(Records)
»»

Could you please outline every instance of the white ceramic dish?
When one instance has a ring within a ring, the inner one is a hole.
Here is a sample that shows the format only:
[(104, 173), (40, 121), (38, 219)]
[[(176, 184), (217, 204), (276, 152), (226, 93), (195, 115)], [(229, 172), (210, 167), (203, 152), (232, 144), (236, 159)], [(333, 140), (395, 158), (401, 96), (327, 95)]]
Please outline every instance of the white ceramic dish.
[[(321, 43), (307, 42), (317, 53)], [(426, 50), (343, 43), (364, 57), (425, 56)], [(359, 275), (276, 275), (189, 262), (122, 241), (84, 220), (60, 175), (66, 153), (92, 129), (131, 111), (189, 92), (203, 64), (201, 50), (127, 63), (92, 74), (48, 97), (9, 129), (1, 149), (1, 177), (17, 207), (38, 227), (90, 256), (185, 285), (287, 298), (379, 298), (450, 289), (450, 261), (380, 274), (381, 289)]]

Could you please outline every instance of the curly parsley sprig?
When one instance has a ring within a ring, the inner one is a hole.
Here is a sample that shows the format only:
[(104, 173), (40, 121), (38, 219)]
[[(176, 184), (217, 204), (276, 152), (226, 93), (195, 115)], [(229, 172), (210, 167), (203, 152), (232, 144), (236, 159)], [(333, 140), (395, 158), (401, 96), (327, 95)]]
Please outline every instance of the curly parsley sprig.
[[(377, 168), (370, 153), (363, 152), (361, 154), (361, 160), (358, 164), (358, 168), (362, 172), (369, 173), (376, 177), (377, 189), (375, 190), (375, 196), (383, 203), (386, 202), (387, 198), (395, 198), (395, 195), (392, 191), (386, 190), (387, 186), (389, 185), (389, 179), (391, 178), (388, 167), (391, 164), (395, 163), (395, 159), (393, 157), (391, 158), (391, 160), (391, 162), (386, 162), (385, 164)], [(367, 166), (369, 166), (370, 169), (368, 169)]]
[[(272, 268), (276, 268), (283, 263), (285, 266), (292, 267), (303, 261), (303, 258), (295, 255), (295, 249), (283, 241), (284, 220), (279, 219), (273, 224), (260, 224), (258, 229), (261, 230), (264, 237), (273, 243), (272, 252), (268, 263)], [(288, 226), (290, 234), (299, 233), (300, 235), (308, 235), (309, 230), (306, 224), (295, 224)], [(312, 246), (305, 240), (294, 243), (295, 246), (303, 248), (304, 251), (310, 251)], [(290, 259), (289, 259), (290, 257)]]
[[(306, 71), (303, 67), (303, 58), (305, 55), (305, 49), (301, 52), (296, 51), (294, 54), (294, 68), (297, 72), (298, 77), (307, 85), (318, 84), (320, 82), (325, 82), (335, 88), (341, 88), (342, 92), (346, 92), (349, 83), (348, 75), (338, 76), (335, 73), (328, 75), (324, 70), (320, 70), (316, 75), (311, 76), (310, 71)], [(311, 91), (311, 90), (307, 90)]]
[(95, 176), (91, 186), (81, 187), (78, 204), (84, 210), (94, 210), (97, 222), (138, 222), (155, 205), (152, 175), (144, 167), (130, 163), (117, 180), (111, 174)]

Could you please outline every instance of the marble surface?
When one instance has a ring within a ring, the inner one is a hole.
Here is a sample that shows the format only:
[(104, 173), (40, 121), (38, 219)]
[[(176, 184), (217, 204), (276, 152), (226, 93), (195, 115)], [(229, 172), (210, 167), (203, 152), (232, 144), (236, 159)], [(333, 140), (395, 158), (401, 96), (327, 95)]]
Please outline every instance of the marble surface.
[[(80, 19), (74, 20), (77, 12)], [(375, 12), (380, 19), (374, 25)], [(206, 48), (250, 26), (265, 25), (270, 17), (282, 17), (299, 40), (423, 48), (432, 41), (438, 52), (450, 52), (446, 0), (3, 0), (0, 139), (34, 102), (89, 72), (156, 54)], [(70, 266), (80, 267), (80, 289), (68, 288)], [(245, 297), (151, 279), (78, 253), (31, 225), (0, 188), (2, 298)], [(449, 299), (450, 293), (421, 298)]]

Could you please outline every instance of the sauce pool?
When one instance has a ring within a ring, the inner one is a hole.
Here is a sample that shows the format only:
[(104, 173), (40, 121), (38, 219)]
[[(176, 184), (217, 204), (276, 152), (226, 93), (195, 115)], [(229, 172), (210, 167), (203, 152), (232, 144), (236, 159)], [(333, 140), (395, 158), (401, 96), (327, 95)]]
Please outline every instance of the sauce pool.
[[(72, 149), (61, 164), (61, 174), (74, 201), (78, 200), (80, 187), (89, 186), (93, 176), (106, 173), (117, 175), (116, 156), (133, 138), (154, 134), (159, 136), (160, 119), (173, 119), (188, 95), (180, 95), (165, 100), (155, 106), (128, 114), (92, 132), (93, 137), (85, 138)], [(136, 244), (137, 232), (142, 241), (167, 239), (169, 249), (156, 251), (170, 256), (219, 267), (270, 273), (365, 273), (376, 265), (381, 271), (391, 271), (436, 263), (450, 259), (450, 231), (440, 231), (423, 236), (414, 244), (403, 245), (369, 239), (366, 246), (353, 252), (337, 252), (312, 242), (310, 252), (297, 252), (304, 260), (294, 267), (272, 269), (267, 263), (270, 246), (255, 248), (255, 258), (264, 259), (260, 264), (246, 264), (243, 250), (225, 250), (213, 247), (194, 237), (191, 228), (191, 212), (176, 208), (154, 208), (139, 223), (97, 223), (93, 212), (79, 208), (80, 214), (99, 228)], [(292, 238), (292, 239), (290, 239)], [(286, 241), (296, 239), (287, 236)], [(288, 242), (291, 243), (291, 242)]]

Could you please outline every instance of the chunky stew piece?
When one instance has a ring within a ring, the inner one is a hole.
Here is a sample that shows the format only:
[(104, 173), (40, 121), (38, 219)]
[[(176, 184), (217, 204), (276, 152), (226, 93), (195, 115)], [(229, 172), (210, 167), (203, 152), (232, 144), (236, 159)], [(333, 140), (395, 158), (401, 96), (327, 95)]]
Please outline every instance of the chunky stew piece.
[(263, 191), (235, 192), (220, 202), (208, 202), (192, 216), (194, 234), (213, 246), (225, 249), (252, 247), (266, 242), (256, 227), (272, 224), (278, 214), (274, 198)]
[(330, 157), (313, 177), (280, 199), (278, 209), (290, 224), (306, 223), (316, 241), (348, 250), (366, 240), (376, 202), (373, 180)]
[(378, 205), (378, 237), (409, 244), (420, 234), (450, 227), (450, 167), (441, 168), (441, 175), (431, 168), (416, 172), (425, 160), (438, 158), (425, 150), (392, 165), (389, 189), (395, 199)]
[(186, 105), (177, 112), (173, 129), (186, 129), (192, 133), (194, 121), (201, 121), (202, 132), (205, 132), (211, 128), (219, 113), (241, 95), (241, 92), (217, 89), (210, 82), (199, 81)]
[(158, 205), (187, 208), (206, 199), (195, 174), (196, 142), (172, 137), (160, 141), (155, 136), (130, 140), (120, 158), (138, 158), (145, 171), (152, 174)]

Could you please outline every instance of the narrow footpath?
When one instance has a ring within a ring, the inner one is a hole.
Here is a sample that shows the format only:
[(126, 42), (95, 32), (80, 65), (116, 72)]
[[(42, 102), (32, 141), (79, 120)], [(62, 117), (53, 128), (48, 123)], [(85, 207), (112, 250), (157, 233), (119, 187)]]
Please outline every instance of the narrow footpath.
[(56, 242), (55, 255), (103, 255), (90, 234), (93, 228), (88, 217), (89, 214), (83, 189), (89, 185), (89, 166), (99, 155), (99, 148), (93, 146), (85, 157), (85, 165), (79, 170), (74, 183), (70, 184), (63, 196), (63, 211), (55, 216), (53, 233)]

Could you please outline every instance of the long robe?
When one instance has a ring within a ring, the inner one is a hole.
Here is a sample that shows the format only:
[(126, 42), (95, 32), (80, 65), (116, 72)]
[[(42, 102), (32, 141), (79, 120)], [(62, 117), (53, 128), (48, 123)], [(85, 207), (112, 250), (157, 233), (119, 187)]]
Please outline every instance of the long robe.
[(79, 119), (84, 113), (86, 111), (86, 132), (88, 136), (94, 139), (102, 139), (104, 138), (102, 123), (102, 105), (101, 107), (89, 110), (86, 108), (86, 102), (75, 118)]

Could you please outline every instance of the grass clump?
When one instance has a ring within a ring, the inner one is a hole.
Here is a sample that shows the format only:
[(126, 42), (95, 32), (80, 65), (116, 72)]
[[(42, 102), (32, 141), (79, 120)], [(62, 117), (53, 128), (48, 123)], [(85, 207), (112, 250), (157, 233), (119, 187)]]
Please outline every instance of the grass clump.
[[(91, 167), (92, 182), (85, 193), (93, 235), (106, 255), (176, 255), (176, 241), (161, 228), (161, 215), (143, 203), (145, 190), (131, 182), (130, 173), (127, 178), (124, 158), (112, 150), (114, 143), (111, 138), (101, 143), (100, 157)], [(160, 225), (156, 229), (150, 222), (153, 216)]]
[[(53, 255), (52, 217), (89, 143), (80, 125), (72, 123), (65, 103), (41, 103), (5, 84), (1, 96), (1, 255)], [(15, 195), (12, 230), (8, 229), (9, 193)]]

««

WHAT TO WORK ON =>
Please copy out everything from the start of the data down to the line containing "274), (381, 289)]]", both ends included, without changing a character.

FULL ANSWER =>
Could you please outline every instance of the white ceramic dish?
When one instance has a ring within a ring, the inner one is a hole.
Here is a sample that shows the format only:
[(104, 173), (40, 121), (38, 219)]
[[(176, 184), (217, 204), (276, 152), (226, 93), (195, 115)], [(229, 172), (210, 167), (203, 152), (232, 144), (236, 159)], [(333, 140), (395, 158), (401, 96), (327, 95)]]
Please outline every instance of the white ceramic dish.
[[(321, 43), (307, 42), (317, 53)], [(426, 50), (343, 43), (364, 57), (425, 56)], [(359, 275), (276, 275), (189, 262), (122, 241), (84, 220), (60, 175), (66, 153), (92, 129), (131, 111), (189, 92), (203, 64), (201, 50), (127, 63), (92, 74), (48, 97), (9, 129), (1, 149), (1, 177), (17, 207), (38, 227), (90, 256), (185, 285), (287, 298), (379, 298), (450, 289), (450, 261), (380, 274), (381, 289)]]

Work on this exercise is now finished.